▶ Exercise objective
Copy the records below exactly as they stand. Leave out the pictures.
=-=-=
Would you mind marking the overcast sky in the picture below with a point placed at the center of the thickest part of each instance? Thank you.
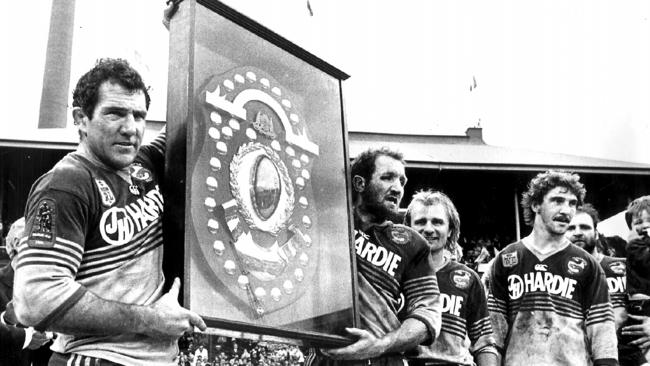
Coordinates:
(561, 76)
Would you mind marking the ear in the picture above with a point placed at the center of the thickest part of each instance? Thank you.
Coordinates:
(80, 119)
(358, 183)
(535, 207)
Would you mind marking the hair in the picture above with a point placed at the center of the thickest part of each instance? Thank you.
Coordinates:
(590, 210)
(118, 71)
(14, 235)
(635, 208)
(543, 183)
(364, 164)
(430, 198)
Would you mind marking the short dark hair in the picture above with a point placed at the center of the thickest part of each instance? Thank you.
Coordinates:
(430, 198)
(543, 183)
(590, 210)
(635, 208)
(114, 70)
(364, 164)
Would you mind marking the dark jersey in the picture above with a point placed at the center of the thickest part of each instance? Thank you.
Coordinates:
(553, 311)
(393, 259)
(614, 269)
(88, 229)
(464, 315)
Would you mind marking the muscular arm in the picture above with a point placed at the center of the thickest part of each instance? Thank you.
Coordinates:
(92, 315)
(411, 333)
(487, 359)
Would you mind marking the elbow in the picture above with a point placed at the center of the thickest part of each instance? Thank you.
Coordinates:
(26, 310)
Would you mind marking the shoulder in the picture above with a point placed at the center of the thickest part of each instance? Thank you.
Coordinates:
(461, 270)
(403, 235)
(613, 265)
(67, 175)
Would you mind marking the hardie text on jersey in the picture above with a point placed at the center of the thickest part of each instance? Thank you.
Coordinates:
(540, 282)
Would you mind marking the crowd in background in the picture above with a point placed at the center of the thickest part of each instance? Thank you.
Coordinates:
(195, 350)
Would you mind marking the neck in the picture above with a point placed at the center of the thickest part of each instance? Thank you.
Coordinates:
(438, 259)
(83, 150)
(544, 240)
(365, 218)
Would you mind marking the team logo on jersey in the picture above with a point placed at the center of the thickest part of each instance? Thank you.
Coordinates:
(618, 268)
(509, 259)
(43, 231)
(399, 235)
(460, 279)
(108, 199)
(141, 173)
(576, 265)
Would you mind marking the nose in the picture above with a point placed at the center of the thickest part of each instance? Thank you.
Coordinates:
(428, 228)
(397, 188)
(128, 126)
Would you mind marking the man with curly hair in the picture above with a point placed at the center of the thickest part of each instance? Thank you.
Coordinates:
(548, 298)
(464, 304)
(391, 259)
(89, 265)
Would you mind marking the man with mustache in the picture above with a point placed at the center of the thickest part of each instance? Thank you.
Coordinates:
(548, 298)
(464, 304)
(391, 259)
(583, 233)
(89, 265)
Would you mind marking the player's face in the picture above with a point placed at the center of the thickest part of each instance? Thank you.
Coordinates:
(582, 232)
(432, 222)
(556, 211)
(114, 132)
(384, 191)
(641, 222)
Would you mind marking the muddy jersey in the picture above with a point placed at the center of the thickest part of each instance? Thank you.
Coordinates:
(554, 311)
(88, 229)
(464, 315)
(614, 269)
(392, 259)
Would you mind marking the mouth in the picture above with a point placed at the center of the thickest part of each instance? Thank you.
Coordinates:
(562, 219)
(392, 199)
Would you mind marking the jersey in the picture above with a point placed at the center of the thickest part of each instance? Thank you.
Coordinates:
(464, 315)
(88, 229)
(392, 259)
(614, 269)
(554, 311)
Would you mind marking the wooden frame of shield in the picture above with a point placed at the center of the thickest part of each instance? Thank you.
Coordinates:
(257, 181)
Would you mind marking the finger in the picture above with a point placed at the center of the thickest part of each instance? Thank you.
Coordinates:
(356, 331)
(197, 321)
(632, 327)
(175, 289)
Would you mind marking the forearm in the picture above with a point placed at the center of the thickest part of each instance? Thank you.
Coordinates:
(410, 334)
(487, 359)
(92, 315)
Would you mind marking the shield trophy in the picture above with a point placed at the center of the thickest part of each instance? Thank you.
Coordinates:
(254, 169)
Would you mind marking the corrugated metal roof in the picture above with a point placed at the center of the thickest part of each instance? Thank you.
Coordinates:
(471, 152)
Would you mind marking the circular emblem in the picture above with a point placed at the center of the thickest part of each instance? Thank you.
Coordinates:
(253, 207)
(576, 265)
(618, 267)
(140, 173)
(399, 235)
(461, 278)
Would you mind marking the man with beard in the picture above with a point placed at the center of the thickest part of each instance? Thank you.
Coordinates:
(391, 259)
(582, 232)
(464, 305)
(548, 298)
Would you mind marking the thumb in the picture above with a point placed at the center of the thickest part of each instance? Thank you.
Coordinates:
(175, 289)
=-=-=
▶ Reply
Would you mind marking the overcast sky in the picture below with a point placed at the center of the thickest part of each instance? Thank you.
Coordinates:
(561, 76)
Would you mind marking the ear in the picture above with a point placed at the center of the thickest part of each instance? Thank you.
Coordinates:
(80, 119)
(358, 183)
(535, 207)
Would you mind marking the hair in the picture above with a point placed at the center of the thickest part of each instance? Thank you.
Coordinates:
(590, 210)
(118, 71)
(14, 235)
(635, 208)
(543, 183)
(364, 164)
(430, 198)
Would you mind marking the short dark hair in the picture above with a point placed at the center of the thickest part of each instance? Thank you.
Coordinates:
(430, 198)
(543, 183)
(590, 210)
(635, 208)
(114, 70)
(364, 164)
Would you mind marking the dark jersey in the picture above with a point placed at the center of the thickest part of each instance? Thank you.
Coordinates:
(553, 311)
(393, 259)
(614, 269)
(88, 229)
(464, 315)
Would you mind marking the muscular arm in the picture above with a point placed at the center of the thickest part of each instance? Thank you.
Coordinates:
(92, 315)
(411, 333)
(487, 359)
Would you mind marking the elbow in the picture above with a point placed at the center of the thickest part of each instance? Thank you.
Coordinates:
(26, 310)
Would you mind marking the shoulder in the picture above with a point placed at the center of the thickest part of each instance? Thank you.
Coordinates:
(461, 270)
(403, 235)
(613, 265)
(67, 175)
Would you mind marking the hardie text on jersey in the picture above with a point placed at the center of the thickest part of each instance? Thank you.
Coordinates:
(540, 282)
Would you mind marking the crowd in background in the picture above with a point placed at the center of the thickest part of each instance? Thank you.
Coordinates:
(195, 350)
Would you mind marking the neck in the picture above with a point placed at the center of the thickest part of each instance? Thank you.
Coordinates:
(438, 259)
(83, 150)
(544, 240)
(365, 218)
Would you mind marking the team logo on jersey in the picture above with a point placed at the center of the thickest part of each instance? Thank you.
Coordinates:
(618, 268)
(509, 259)
(43, 231)
(399, 235)
(460, 279)
(108, 199)
(141, 173)
(576, 265)
Would you mind marking the nose in the picture above with a point placed at the center of the thickest part of each instance? Thank you.
Coordinates:
(428, 228)
(397, 188)
(128, 126)
Would you mind marking the man with curly hair in the picture above with a point placed at the center of the thickest part of each instance? Thank you.
Coordinates:
(548, 298)
(464, 304)
(391, 259)
(89, 265)
Would you mind marking the man with mustache in the picture above with a point placed at the center of the thickest part of each instance? Thank you.
Coordinates:
(548, 298)
(464, 304)
(391, 259)
(583, 233)
(89, 265)
Would you mind marking the player's face in the picture above with a point placed at the center of the thickest part of each instance? Thank you.
Coordinates:
(582, 232)
(432, 222)
(556, 211)
(114, 132)
(384, 191)
(641, 222)
Would you mind marking the muddy jersey in the picture above with a point placed at the center of the thickest part of each instance? Thank you.
Coordinates:
(554, 311)
(88, 229)
(464, 315)
(614, 269)
(392, 259)
Would you mind marking the mouth in the picture above with a point placed at the center of the thickest part of each instance? Thank you.
Coordinates:
(562, 219)
(392, 199)
Would you mind marking the jersey in the picture above with a point placed at the center of the thickest part of each instance? Thank you.
Coordinates:
(464, 315)
(88, 229)
(392, 259)
(614, 269)
(554, 311)
Would you mind marking the wooden frame of shield in the picture above with a point placed at the center of the thickest part of each instance? Thank you.
Coordinates:
(257, 181)
Would you mind marking the finger in the picture above with a point placed at the center of the thickest part of each instance? Thank you.
Coordinates:
(356, 331)
(197, 321)
(632, 327)
(175, 289)
Would you mind marking the forearm in the picture above with a point placed at the center of the thickest part of each instance? Thank you.
Coordinates:
(410, 334)
(487, 359)
(92, 315)
Would you mind marking the shield trophy in the picture above with a point placed at the center of the thickest part of each instance? Thank you.
Coordinates:
(254, 169)
Would you mind marking the corrugated metal roof in the picture above with a point placed at the center of the thickest part of each instance? Thank you.
Coordinates:
(471, 152)
Would you mind marking the circular emblem in the picture above with a point placed at the center of the thickest part of each instance? Thank you.
Coordinates:
(253, 207)
(576, 265)
(618, 267)
(140, 173)
(399, 235)
(461, 278)
Would you mind marking the man with beard in the picture above with a point placed at the center of the thickest part of each instance? Thank you.
Coordinates:
(391, 259)
(582, 232)
(464, 305)
(548, 298)
Would you mind marking the thumb in the picture above with a point placed at the center of the thickest part of each instance? Thank you.
Coordinates:
(175, 289)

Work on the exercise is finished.